INSTRUCTIONS TO FOLLOW
From the line containing "For the evaluation set, point out every instance of the dark" up to and including the line containing "Query: dark horizontal line in background", rewrite the material with "horizontal" swapped for "vertical" and everything else left as it is.

Rows from a dataset:
--- START ---

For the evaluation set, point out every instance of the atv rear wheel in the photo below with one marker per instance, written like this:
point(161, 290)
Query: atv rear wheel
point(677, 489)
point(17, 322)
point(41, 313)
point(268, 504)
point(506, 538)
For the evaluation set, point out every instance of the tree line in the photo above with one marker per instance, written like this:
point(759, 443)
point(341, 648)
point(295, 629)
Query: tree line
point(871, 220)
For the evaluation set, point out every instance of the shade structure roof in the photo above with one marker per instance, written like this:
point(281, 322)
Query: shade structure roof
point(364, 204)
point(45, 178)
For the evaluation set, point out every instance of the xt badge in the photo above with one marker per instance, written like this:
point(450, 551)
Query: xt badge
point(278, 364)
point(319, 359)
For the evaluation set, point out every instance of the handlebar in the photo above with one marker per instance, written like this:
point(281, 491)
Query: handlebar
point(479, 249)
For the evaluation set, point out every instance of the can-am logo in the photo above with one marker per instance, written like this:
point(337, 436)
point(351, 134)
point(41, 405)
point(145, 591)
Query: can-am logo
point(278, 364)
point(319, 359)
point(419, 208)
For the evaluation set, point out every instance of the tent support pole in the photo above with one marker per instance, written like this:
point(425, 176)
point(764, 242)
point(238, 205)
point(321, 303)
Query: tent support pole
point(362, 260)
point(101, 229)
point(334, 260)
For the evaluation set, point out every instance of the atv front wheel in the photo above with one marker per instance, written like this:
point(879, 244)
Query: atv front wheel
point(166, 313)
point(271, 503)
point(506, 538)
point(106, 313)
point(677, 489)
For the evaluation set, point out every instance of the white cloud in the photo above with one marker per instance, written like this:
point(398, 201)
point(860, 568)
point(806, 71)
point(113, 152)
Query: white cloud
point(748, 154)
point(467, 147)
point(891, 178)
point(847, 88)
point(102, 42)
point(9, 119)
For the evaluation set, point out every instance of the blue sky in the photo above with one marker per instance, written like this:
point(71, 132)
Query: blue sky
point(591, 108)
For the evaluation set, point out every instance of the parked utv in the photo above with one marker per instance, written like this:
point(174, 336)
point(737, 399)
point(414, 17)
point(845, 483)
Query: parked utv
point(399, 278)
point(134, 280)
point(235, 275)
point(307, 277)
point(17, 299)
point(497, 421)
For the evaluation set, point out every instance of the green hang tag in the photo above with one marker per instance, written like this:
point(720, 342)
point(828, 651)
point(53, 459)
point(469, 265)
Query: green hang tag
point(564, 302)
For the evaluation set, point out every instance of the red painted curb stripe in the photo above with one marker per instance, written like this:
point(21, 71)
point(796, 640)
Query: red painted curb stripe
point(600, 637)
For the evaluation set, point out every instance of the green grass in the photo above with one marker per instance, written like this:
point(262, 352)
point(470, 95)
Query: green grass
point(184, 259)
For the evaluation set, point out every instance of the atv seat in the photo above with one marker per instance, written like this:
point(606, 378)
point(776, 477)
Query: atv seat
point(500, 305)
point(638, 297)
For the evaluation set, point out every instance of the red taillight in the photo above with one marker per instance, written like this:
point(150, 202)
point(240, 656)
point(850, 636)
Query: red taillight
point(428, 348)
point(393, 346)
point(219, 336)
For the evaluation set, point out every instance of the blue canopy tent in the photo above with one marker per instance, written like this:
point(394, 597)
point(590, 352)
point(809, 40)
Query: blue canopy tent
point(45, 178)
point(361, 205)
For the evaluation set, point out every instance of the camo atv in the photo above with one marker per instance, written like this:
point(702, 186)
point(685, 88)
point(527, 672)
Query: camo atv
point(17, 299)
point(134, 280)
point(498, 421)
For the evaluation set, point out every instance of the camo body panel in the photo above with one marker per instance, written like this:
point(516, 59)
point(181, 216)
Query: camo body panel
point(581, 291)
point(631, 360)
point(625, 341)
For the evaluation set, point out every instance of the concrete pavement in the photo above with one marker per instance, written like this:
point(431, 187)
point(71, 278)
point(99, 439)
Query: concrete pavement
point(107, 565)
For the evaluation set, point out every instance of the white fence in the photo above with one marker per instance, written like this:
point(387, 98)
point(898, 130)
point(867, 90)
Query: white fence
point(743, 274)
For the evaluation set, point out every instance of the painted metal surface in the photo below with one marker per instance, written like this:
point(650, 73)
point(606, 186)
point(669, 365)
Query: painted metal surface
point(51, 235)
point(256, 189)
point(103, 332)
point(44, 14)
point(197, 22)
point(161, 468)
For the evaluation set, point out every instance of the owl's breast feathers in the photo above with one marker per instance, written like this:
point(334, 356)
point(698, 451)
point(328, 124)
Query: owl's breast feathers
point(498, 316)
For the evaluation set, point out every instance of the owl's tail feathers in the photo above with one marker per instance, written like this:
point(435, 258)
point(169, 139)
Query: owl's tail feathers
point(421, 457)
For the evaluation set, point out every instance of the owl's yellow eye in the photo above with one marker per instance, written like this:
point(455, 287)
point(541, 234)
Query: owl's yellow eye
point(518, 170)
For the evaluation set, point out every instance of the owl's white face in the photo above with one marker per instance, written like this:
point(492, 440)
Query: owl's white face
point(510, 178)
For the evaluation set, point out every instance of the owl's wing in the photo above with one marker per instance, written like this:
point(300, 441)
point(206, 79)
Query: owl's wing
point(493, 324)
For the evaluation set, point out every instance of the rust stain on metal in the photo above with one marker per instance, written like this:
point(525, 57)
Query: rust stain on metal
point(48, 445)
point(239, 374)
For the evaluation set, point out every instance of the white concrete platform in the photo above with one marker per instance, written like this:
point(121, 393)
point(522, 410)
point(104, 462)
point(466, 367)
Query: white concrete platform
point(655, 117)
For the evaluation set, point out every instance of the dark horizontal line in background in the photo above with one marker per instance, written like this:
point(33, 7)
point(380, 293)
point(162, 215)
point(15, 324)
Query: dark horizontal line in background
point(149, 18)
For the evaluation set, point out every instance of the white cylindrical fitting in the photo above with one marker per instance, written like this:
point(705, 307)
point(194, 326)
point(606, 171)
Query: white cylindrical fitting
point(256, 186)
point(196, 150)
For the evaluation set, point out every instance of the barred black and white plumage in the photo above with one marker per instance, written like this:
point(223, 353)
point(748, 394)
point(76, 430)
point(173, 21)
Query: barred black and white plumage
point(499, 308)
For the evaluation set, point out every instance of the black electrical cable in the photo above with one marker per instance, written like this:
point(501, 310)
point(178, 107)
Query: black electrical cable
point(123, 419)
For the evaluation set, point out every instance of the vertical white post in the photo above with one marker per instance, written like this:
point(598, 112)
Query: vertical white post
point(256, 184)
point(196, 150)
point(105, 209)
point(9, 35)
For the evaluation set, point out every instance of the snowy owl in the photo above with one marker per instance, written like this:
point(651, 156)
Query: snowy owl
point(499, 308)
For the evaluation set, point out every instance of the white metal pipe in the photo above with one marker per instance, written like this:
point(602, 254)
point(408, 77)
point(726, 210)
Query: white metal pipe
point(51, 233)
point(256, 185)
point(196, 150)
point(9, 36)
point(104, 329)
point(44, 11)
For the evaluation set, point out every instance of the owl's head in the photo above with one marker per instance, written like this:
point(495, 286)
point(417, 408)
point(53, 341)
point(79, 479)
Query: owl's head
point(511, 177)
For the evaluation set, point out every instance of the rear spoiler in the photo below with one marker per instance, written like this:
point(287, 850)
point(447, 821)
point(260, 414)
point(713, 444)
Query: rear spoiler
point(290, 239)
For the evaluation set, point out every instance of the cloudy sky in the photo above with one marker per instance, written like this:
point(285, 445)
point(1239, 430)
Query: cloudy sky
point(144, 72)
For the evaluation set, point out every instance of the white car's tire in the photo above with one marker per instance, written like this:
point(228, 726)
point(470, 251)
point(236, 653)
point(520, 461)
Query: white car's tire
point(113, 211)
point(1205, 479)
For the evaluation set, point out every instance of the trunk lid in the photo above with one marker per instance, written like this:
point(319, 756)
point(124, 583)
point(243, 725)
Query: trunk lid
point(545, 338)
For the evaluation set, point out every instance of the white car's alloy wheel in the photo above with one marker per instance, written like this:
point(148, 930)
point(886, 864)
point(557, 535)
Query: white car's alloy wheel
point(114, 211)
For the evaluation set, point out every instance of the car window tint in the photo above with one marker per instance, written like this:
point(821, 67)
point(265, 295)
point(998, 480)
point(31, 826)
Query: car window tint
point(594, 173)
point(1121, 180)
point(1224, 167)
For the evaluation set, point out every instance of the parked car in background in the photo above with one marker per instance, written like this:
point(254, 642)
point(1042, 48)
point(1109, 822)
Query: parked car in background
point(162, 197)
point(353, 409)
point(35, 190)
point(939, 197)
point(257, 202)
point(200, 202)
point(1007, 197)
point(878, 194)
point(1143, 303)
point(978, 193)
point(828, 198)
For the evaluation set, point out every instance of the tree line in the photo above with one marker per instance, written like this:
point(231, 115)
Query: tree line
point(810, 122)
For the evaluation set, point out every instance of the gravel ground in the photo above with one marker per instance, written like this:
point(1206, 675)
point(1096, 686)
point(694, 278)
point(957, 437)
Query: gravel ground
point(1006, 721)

--- END ---

OUTPUT
For the evaluation set, point out every instance of the dark vertical line in background in the photo above with one marker per instance, written like this:
point(33, 7)
point(380, 293)
point(162, 215)
point(15, 324)
Query: dark vertical line in background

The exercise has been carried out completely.